Give back an exact copy of the lines from the start of the material through the line bearing "positive clicks: (543, 118)". Include both ends and nothing else.

============

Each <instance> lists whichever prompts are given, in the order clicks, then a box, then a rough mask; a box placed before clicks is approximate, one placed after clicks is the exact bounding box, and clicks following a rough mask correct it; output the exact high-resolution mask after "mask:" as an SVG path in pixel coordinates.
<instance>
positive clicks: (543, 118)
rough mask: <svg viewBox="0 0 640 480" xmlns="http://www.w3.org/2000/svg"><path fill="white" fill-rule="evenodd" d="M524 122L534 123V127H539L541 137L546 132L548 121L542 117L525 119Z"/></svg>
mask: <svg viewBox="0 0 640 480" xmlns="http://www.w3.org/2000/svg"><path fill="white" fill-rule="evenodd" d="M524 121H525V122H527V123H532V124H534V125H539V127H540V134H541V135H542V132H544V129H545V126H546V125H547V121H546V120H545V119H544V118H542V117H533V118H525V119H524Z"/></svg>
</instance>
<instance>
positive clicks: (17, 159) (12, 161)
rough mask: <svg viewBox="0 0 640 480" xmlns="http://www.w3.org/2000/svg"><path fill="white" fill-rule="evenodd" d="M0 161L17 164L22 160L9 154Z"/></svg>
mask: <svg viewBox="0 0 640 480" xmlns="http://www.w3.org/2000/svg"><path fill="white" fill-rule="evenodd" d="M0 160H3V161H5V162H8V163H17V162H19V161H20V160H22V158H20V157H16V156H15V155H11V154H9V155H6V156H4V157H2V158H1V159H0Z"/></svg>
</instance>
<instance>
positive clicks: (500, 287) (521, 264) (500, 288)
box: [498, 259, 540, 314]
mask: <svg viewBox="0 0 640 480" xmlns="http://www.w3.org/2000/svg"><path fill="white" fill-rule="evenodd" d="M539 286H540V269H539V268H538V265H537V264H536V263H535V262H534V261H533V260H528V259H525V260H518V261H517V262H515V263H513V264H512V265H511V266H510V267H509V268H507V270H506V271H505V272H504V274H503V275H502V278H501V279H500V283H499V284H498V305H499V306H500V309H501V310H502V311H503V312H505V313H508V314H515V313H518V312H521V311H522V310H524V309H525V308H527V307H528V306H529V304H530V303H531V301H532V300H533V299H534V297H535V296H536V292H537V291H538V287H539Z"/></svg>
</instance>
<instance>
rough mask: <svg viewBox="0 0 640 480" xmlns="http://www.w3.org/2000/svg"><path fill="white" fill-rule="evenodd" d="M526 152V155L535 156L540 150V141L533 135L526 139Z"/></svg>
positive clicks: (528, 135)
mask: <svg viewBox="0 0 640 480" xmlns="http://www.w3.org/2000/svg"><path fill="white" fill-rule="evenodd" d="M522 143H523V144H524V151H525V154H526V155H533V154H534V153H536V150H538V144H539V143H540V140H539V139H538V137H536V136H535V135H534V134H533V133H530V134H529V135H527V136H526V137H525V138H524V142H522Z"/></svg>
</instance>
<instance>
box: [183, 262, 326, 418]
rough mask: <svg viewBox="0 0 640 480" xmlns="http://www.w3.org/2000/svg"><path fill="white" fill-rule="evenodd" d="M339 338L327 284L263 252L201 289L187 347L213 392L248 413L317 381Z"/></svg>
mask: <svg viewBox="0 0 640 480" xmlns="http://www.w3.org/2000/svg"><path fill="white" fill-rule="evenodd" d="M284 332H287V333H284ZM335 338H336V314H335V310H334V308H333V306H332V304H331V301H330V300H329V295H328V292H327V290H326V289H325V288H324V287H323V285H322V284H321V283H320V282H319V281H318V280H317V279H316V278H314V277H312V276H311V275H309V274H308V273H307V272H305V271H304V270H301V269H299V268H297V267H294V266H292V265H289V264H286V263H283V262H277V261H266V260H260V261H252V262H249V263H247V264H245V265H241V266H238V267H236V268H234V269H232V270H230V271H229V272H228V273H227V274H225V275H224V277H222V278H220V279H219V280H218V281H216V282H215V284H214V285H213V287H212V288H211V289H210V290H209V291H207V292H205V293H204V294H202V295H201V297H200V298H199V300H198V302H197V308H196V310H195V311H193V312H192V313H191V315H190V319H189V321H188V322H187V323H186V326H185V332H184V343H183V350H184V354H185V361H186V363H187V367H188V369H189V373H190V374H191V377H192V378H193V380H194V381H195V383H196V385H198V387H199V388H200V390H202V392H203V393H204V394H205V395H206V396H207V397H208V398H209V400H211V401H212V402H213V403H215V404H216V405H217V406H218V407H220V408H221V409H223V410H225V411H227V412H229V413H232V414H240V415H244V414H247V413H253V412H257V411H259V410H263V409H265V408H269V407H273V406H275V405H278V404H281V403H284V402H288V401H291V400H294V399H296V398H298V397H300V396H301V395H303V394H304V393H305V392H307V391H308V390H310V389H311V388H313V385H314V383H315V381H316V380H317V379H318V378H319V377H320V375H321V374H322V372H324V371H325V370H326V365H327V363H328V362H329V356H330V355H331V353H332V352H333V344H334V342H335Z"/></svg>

============

Result of this exercise:
Each <instance> lists whichever prompts are given, in the order clicks, then a box, then a rough mask; a box placed before clicks is approximate, one placed after clicks is the exact bounding box, and clicks following a rough mask correct it; output the exact high-resolution mask after "mask:" as an SVG path in pixel coordinates.
<instance>
positive clicks: (543, 118)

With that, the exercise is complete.